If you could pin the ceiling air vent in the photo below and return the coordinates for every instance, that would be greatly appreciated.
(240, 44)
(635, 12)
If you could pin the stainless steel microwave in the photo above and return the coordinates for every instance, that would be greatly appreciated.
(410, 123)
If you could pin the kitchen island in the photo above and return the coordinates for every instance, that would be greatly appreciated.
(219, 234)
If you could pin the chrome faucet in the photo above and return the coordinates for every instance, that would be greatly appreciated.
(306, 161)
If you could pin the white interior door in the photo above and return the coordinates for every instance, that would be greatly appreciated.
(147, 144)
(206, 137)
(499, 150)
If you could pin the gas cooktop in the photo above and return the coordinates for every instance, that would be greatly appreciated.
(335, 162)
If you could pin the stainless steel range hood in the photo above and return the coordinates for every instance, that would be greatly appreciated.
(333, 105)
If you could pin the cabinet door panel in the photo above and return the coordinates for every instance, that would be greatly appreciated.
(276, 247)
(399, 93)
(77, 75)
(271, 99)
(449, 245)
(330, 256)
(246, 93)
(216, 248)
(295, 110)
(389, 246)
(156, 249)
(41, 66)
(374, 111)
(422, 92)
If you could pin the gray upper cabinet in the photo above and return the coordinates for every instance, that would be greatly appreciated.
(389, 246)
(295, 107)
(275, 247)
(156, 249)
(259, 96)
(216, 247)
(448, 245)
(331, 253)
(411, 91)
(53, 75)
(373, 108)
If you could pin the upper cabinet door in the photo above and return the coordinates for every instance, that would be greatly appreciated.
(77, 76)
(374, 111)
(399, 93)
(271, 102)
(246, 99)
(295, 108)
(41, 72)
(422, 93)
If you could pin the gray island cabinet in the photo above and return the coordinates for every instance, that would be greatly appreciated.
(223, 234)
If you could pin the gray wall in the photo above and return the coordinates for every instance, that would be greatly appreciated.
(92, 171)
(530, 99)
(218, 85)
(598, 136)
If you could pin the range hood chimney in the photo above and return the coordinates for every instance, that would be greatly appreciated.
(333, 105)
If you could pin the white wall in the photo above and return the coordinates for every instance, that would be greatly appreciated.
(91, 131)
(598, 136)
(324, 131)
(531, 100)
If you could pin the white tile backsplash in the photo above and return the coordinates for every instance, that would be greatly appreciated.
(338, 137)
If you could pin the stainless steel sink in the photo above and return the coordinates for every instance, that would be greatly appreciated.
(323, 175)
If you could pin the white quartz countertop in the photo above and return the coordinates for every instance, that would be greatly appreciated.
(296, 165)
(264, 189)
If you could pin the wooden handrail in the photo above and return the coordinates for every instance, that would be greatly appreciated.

⁂

WHAT IS BEING ASKED
Print the data above again in full, line for line, with no changes.

OUTPUT OF THE TASK
If you could pin the ceiling air vent in the photo below and return the coordinates for every instance, that would be greatly appreciated.
(240, 44)
(635, 12)
If you could pin the stainless steel microwave in the photo above and return the coordinates for every instance, that would be greatly appreciated.
(410, 123)
If you could pin the kitchen island in the photo above and return the coordinates for every instance, that would be greatly appreciated.
(219, 234)
If you could pin the chrome faucet in the photo above and return the coordinates for every instance, that would be greatly appreciated.
(306, 161)
If you could pin the white interior door in the photo above and return the coordinates for every instance, that would be greatly appreciated.
(147, 144)
(206, 137)
(499, 150)
If you could pin the gas cooktop in the photo above and return the coordinates for every instance, that would be greatly appreciated.
(335, 162)
If you could pin the stainless steel range hood in the photo above and return the coordinates for every instance, that would be greatly appreciated.
(333, 105)
If you could pin the cabinet door panel in the photo above and return the coordinates for every instance, that would be greatly appreciated.
(276, 247)
(399, 93)
(77, 75)
(271, 99)
(449, 245)
(330, 256)
(246, 93)
(216, 248)
(295, 110)
(389, 246)
(156, 249)
(41, 66)
(374, 111)
(422, 92)
If you could pin the gray upper cabinet in the photo above and return the coordinates for every instance, that would be greatly appreciated.
(389, 246)
(295, 107)
(275, 247)
(156, 249)
(259, 96)
(216, 247)
(448, 245)
(331, 253)
(411, 91)
(53, 75)
(373, 108)
If you could pin the upper cabinet door in the photo above and return the coordinates for every instance, that would be greatly appreciated.
(77, 76)
(374, 111)
(399, 93)
(271, 102)
(246, 99)
(295, 108)
(41, 72)
(422, 93)
If you could pin the gray island cabinet in the photo above and return the coordinates for every instance, that would be greatly appreciated.
(223, 234)
If you could pin the gray wall in the photo above and return the coordinates for every instance, that would be greatly appreciated.
(92, 171)
(530, 99)
(218, 85)
(598, 136)
If you could pin the range hood chimney in the photo above and return the coordinates for every instance, that would be greatly appreciated.
(333, 105)
If you could pin the white wall in the photo above and return the coordinates for every instance, that would be greatly appreciated.
(91, 131)
(598, 136)
(324, 131)
(531, 100)
If you could pin the white tile backsplash in the photo above and return the coordinates for every instance, that would be greatly appreciated.
(338, 137)
If you could pin the stainless steel sink in the photo above and return the coordinates for every instance, that would be greatly appreciated.
(323, 175)
If you could pin the white quartz countertop in the photo above and return the coordinates for every instance, that would be greatly appreciated.
(296, 165)
(264, 189)
If you could pin the wooden handrail in the photo above and return the coordinates for every instance, that would be greatly appreciated.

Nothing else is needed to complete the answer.